• _Material supplied_
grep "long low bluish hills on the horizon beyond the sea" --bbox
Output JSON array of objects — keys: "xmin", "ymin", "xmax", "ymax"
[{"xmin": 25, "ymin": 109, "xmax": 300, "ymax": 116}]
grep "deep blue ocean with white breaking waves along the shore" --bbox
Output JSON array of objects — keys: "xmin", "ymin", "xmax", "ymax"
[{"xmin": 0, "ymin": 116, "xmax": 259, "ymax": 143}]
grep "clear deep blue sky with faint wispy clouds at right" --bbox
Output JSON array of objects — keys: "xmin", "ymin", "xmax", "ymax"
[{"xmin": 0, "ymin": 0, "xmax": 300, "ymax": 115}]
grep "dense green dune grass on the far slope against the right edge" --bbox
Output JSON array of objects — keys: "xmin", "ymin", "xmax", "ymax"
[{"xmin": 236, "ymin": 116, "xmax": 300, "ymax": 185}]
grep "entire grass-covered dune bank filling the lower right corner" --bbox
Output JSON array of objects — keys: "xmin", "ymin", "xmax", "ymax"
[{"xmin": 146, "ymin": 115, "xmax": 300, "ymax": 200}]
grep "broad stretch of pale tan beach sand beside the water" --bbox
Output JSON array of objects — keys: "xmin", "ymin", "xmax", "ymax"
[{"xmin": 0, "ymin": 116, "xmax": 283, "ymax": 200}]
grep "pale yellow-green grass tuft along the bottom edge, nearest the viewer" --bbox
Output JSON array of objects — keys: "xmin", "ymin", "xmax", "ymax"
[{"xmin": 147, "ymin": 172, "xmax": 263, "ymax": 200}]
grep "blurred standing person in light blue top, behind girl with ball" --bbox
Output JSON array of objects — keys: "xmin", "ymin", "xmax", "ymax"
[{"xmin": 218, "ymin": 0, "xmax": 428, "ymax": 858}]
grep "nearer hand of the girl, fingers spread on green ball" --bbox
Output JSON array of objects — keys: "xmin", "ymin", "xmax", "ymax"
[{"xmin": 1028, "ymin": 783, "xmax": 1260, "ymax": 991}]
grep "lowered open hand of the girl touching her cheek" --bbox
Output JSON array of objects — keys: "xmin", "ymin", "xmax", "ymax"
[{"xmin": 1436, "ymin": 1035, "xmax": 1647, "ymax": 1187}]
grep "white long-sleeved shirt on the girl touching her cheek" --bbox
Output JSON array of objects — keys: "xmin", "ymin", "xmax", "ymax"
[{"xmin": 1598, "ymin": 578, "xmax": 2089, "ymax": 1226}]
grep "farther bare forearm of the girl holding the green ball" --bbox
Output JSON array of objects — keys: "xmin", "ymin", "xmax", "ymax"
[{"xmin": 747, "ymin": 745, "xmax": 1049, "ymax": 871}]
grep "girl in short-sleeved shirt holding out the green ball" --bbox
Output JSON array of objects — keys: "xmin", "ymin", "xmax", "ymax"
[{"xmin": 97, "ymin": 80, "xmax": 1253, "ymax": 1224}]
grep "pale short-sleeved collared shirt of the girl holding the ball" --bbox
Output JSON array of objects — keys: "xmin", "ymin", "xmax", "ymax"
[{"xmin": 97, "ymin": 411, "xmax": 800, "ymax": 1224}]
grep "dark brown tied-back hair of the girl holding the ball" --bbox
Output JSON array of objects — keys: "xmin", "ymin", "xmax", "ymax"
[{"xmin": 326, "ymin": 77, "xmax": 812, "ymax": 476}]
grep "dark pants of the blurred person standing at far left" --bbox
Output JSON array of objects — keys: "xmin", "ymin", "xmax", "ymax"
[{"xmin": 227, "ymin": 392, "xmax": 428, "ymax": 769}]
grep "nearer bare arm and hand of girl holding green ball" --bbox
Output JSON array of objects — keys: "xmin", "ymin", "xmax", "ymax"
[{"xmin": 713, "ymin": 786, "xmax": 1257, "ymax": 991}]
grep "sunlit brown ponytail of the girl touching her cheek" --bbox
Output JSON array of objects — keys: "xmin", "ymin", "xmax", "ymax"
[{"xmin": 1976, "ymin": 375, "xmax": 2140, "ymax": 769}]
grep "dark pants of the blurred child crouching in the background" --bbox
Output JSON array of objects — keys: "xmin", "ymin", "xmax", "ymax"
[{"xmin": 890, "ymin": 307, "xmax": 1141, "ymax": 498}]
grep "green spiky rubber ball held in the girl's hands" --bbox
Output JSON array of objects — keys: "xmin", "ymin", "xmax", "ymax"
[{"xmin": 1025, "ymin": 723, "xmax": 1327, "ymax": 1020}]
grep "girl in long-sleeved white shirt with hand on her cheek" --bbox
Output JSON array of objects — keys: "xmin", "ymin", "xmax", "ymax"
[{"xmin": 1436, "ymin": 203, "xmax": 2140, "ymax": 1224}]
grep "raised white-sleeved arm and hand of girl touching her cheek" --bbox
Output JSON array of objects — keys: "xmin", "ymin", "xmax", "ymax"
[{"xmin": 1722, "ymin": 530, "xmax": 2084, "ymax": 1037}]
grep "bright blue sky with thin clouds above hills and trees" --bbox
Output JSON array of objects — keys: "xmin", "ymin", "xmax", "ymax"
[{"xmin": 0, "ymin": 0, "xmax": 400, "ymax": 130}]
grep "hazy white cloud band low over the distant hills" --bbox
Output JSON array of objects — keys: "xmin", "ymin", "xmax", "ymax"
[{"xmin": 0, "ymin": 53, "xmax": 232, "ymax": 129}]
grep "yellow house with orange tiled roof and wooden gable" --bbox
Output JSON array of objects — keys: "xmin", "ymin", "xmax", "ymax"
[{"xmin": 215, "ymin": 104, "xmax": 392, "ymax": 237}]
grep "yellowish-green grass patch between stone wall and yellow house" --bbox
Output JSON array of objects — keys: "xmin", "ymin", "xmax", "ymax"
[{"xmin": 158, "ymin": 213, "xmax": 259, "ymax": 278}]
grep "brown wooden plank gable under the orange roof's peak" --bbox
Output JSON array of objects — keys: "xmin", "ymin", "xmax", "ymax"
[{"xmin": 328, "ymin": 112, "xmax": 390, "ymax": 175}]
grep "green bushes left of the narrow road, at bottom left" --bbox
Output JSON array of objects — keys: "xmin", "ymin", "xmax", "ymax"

• _Task brief_
Every record above needs to be repeated word for word.

• _Problem solution_
grep "long low bluish hills on the horizon beyond the sea" --bbox
Output JSON array of objects — keys: "xmin", "ymin", "xmax", "ymax"
[{"xmin": 25, "ymin": 109, "xmax": 300, "ymax": 116}]
grep "deep blue ocean with white breaking waves along the shore" --bbox
Output JSON array of objects — keys: "xmin", "ymin", "xmax", "ymax"
[{"xmin": 0, "ymin": 116, "xmax": 259, "ymax": 143}]
grep "clear deep blue sky with faint wispy clouds at right" --bbox
Output JSON array of objects — keys: "xmin", "ymin", "xmax", "ymax"
[{"xmin": 0, "ymin": 0, "xmax": 300, "ymax": 115}]
grep "dense green dune grass on the far slope against the right edge" --bbox
Output JSON array of objects — keys: "xmin", "ymin", "xmax", "ymax"
[{"xmin": 236, "ymin": 116, "xmax": 300, "ymax": 185}]
grep "entire grass-covered dune bank filling the lower right corner" --bbox
Output JSON array of objects — keys: "xmin", "ymin", "xmax", "ymax"
[{"xmin": 146, "ymin": 115, "xmax": 300, "ymax": 200}]
grep "broad stretch of pale tan beach sand beside the water" --bbox
Output JSON array of objects — keys: "xmin", "ymin", "xmax", "ymax"
[{"xmin": 0, "ymin": 116, "xmax": 283, "ymax": 200}]
grep "pale yellow-green grass tuft along the bottom edge, nearest the viewer" --bbox
Output JSON array of objects — keys: "xmin", "ymin", "xmax", "ymax"
[{"xmin": 147, "ymin": 172, "xmax": 263, "ymax": 200}]
grep "blurred standing person in light blue top, behind girl with ball" --bbox
Output JSON array of objects — keys: "xmin", "ymin", "xmax", "ymax"
[{"xmin": 218, "ymin": 0, "xmax": 428, "ymax": 858}]
grep "nearer hand of the girl, fingers spread on green ball" --bbox
Output JSON array of objects — keys: "xmin", "ymin", "xmax", "ymax"
[{"xmin": 1028, "ymin": 783, "xmax": 1260, "ymax": 991}]
grep "lowered open hand of the girl touching her cheek" --bbox
Output JSON array of objects — keys: "xmin", "ymin", "xmax", "ymax"
[{"xmin": 1436, "ymin": 1035, "xmax": 1647, "ymax": 1187}]
grep "white long-sleeved shirt on the girl touching her cheek" --bbox
Output JSON array of objects — keys: "xmin", "ymin", "xmax", "ymax"
[{"xmin": 1598, "ymin": 578, "xmax": 2089, "ymax": 1226}]
grep "farther bare forearm of the girl holding the green ball" --bbox
Output JSON array of objects — keys: "xmin", "ymin", "xmax", "ymax"
[{"xmin": 747, "ymin": 745, "xmax": 1049, "ymax": 871}]
grep "girl in short-sleeved shirt holding out the green ball" --bbox
Output JSON array of objects — keys: "xmin", "ymin", "xmax", "ymax"
[{"xmin": 97, "ymin": 80, "xmax": 1253, "ymax": 1224}]
grep "pale short-sleeved collared shirt of the girl holding the ball" --bbox
Output JSON array of objects — keys: "xmin", "ymin", "xmax", "ymax"
[{"xmin": 97, "ymin": 411, "xmax": 800, "ymax": 1224}]
grep "dark brown tied-back hair of the girl holding the ball" --bbox
Output JSON array of objects — keys: "xmin", "ymin", "xmax", "ymax"
[{"xmin": 326, "ymin": 77, "xmax": 812, "ymax": 476}]
grep "dark pants of the blurred person standing at far left" --bbox
Output JSON array of objects — keys: "xmin", "ymin", "xmax", "ymax"
[{"xmin": 227, "ymin": 392, "xmax": 428, "ymax": 769}]
grep "nearer bare arm and hand of girl holding green ball" --bbox
Output JSON array of objects — keys: "xmin", "ymin", "xmax", "ymax"
[{"xmin": 713, "ymin": 786, "xmax": 1257, "ymax": 991}]
grep "sunlit brown ponytail of the girl touching her cheek" --bbox
Output JSON array of objects — keys: "xmin", "ymin", "xmax", "ymax"
[{"xmin": 1976, "ymin": 375, "xmax": 2140, "ymax": 769}]
grep "dark pants of the blurred child crouching in the background" --bbox
Output JSON array of objects — keys: "xmin", "ymin", "xmax", "ymax"
[{"xmin": 890, "ymin": 307, "xmax": 1141, "ymax": 498}]
grep "green spiky rubber ball held in the girl's hands" --bbox
Output JSON array of objects — keys: "xmin", "ymin", "xmax", "ymax"
[{"xmin": 1025, "ymin": 723, "xmax": 1327, "ymax": 1020}]
grep "girl in long-sleeved white shirt with hand on her cheek" --bbox
Output JSON array of objects — keys: "xmin", "ymin", "xmax", "ymax"
[{"xmin": 1436, "ymin": 203, "xmax": 2140, "ymax": 1224}]
grep "raised white-sleeved arm and hand of girl touching her cheek" --bbox
Output JSON array of objects — keys: "xmin", "ymin", "xmax", "ymax"
[{"xmin": 1722, "ymin": 530, "xmax": 2084, "ymax": 1037}]
grep "bright blue sky with thin clouds above hills and trees" --bbox
Output JSON array of objects — keys: "xmin", "ymin", "xmax", "ymax"
[{"xmin": 0, "ymin": 0, "xmax": 400, "ymax": 130}]
grep "hazy white cloud band low over the distant hills" --bbox
Output JSON array of objects — keys: "xmin", "ymin", "xmax", "ymax"
[{"xmin": 0, "ymin": 53, "xmax": 232, "ymax": 129}]
grep "yellow house with orange tiled roof and wooden gable" --bbox
Output JSON array of objects — keys: "xmin", "ymin", "xmax", "ymax"
[{"xmin": 215, "ymin": 104, "xmax": 392, "ymax": 237}]
grep "yellowish-green grass patch between stone wall and yellow house" --bbox
Output JSON array of objects — keys: "xmin", "ymin", "xmax", "ymax"
[{"xmin": 158, "ymin": 213, "xmax": 259, "ymax": 278}]
grep "brown wooden plank gable under the orange roof's peak" --bbox
Output JSON array of objects — keys: "xmin", "ymin", "xmax", "ymax"
[{"xmin": 328, "ymin": 112, "xmax": 390, "ymax": 175}]
grep "green bushes left of the narrow road, at bottom left" --bbox
Output JSON array of objects — keys: "xmin", "ymin", "xmax", "ymax"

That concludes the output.